━━━━━ Data in this exercise ━━━━━

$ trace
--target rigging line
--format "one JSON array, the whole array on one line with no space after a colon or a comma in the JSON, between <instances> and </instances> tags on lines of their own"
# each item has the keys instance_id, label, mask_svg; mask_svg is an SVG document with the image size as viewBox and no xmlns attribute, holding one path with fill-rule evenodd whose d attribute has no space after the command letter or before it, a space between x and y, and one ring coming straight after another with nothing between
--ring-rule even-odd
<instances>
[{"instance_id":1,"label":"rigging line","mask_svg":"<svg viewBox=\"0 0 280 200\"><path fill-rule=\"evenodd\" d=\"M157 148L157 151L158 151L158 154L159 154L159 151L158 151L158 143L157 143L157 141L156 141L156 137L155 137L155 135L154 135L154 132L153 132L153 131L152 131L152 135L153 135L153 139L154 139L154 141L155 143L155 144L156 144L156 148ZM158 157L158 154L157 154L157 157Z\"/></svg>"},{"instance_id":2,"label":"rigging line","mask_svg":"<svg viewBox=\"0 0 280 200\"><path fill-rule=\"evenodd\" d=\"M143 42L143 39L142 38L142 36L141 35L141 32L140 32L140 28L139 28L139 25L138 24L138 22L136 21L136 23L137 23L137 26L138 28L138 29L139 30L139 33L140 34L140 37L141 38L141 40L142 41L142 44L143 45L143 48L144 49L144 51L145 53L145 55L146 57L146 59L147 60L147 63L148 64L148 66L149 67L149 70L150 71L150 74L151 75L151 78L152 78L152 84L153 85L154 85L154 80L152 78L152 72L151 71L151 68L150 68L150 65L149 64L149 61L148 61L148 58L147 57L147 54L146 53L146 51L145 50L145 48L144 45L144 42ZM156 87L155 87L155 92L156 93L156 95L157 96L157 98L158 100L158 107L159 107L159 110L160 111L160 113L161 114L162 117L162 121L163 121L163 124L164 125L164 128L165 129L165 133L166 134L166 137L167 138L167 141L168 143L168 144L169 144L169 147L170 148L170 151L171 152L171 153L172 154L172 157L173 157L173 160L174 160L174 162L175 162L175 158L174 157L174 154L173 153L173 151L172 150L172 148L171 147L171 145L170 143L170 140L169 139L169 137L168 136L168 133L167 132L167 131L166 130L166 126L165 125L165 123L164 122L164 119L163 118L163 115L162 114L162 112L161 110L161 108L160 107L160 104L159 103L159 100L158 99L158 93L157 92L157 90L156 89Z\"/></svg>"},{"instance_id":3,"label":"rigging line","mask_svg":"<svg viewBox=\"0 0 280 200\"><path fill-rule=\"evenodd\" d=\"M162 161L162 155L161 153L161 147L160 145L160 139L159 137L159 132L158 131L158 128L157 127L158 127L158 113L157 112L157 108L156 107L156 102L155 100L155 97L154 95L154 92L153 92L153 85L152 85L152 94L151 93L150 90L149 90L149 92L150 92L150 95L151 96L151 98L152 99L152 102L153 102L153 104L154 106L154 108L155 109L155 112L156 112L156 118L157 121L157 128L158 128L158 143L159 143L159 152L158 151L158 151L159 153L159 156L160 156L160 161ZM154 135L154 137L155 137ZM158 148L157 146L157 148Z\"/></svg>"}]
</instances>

━━━━━

:: Stated task ::
Restate the data above word for word.

:: Response ::
$ trace
--target rigging line
--format "one JSON array, the whole array on one line with no space after a colon or a comma in the JSON, between <instances> and </instances> tags on lines of their own"
# each item has the keys instance_id, label, mask_svg; mask_svg is an SVG document with the image size as viewBox and no xmlns attribute, holding one path with fill-rule evenodd whose d attribute has no space after the command letter or before it, a space between x and y, and one ring coming straight after another with nothing between
--ring-rule even-odd
<instances>
[{"instance_id":1,"label":"rigging line","mask_svg":"<svg viewBox=\"0 0 280 200\"><path fill-rule=\"evenodd\" d=\"M157 148L157 151L158 151L158 154L159 154L159 151L158 151L158 143L157 143L157 141L156 141L156 137L155 137L155 135L154 135L154 132L153 132L153 131L152 131L152 135L153 135L153 139L154 139L154 141L155 143L155 144L156 144L156 148ZM158 157L158 154L157 154L157 157Z\"/></svg>"},{"instance_id":2,"label":"rigging line","mask_svg":"<svg viewBox=\"0 0 280 200\"><path fill-rule=\"evenodd\" d=\"M143 42L143 39L142 38L142 36L141 35L141 32L140 32L140 28L139 28L139 25L138 24L138 22L136 21L136 23L137 23L137 26L138 28L138 29L139 30L139 33L140 34L140 37L141 38L141 40L142 41L142 44L143 45L143 48L144 49L144 51L145 53L145 55L146 57L146 59L147 60L147 63L148 64L148 66L149 67L149 70L150 71L150 74L151 75L151 78L152 78L152 84L153 85L154 85L154 80L152 78L152 72L151 71L151 68L150 68L150 65L149 64L149 61L148 61L148 58L147 57L147 54L146 53L146 51L145 50L145 48L144 45L144 42ZM156 87L155 87L155 92L156 93L156 95L157 96L157 98L158 100L158 107L159 107L159 110L160 111L160 113L161 114L162 117L162 121L163 121L163 124L164 125L164 128L165 129L165 133L166 134L166 137L167 138L167 141L168 143L168 144L169 144L169 147L170 148L170 151L171 152L171 153L172 154L172 157L173 157L173 160L174 160L174 162L175 162L175 158L174 157L174 154L173 153L173 151L172 150L172 148L171 147L171 145L170 143L170 140L169 139L169 137L168 136L168 133L167 132L167 131L166 130L166 126L165 125L165 123L164 122L164 119L163 118L163 115L162 114L162 112L161 110L161 108L160 107L160 104L159 103L159 100L158 99L158 93L157 92L157 90L156 89Z\"/></svg>"},{"instance_id":3,"label":"rigging line","mask_svg":"<svg viewBox=\"0 0 280 200\"><path fill-rule=\"evenodd\" d=\"M162 161L162 155L161 153L161 147L160 145L160 139L159 137L159 132L158 131L158 128L157 127L158 127L158 113L157 112L157 108L156 107L156 102L155 100L155 97L154 95L154 92L153 92L153 85L152 85L152 94L151 93L150 90L149 90L149 92L150 92L150 95L151 96L151 98L152 99L152 102L153 102L153 104L154 106L154 108L155 109L155 112L156 112L156 118L157 121L157 128L158 128L158 143L159 143L159 152L158 151L158 151L159 153L159 156L160 156L160 161ZM154 135L154 137L155 137ZM158 148L157 146L157 148Z\"/></svg>"}]
</instances>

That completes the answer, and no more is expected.